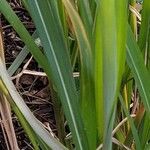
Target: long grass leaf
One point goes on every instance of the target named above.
(87, 75)
(47, 21)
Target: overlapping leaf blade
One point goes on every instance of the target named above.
(46, 17)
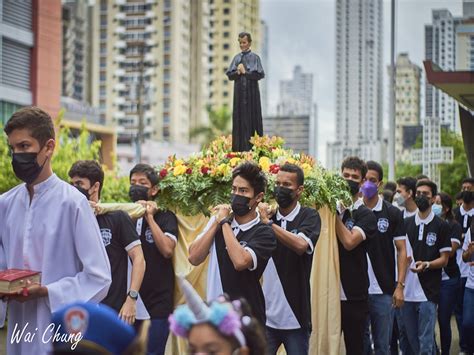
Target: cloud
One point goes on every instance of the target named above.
(303, 33)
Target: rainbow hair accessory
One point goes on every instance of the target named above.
(220, 314)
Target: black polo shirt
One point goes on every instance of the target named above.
(381, 249)
(259, 240)
(119, 236)
(427, 238)
(455, 236)
(353, 263)
(286, 278)
(463, 217)
(157, 289)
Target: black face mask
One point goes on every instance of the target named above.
(467, 197)
(83, 191)
(26, 166)
(240, 205)
(138, 192)
(422, 202)
(353, 186)
(284, 196)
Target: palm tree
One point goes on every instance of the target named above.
(219, 125)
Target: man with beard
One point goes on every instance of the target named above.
(286, 277)
(355, 227)
(158, 232)
(429, 245)
(239, 244)
(464, 216)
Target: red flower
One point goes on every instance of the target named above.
(274, 168)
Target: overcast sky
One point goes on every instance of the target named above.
(302, 32)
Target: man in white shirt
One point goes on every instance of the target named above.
(47, 226)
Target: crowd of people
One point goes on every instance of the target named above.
(405, 258)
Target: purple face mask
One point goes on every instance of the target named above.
(369, 189)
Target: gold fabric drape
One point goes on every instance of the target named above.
(325, 284)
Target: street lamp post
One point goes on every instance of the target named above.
(391, 120)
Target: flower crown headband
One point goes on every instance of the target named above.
(223, 315)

- - -

Exercise: The answer must be the lines above, word for word, from the first one through the line with "Target: crowd of people", pictures excluded.

Response to this exercise:
Target: long grass leaf
One point goes on every instance of the target named above.
(87, 75)
(47, 21)
Target: overlapping leaf blade
One point goes on every instance of the target named above.
(46, 17)
Target: cloud
One point goes on every instance of the target named above.
(303, 33)
Target: rainbow hair accessory
One point goes on every instance of the target named above.
(220, 314)
Target: black polo shirt
One point goes on every instance of the target named above.
(381, 249)
(259, 240)
(119, 236)
(427, 238)
(455, 236)
(353, 263)
(286, 278)
(463, 217)
(157, 289)
Target: black face mask
One point goes on every instance of the target named above.
(467, 197)
(83, 191)
(26, 166)
(240, 205)
(138, 192)
(422, 202)
(353, 186)
(284, 196)
Target: palm tree
One point goes on every instance of the target named above.
(219, 125)
Target: man with beard
One point goes on every instance of the target named above.
(286, 277)
(355, 227)
(158, 232)
(429, 245)
(239, 244)
(464, 216)
Target: red flower
One point goes on every instance of the target named above.
(274, 168)
Target: overcast sky
One point goes on every instance of the target named above.
(302, 32)
Target: man in white shirt
One point goes on every instance of the target named above.
(47, 226)
Target: crowd of people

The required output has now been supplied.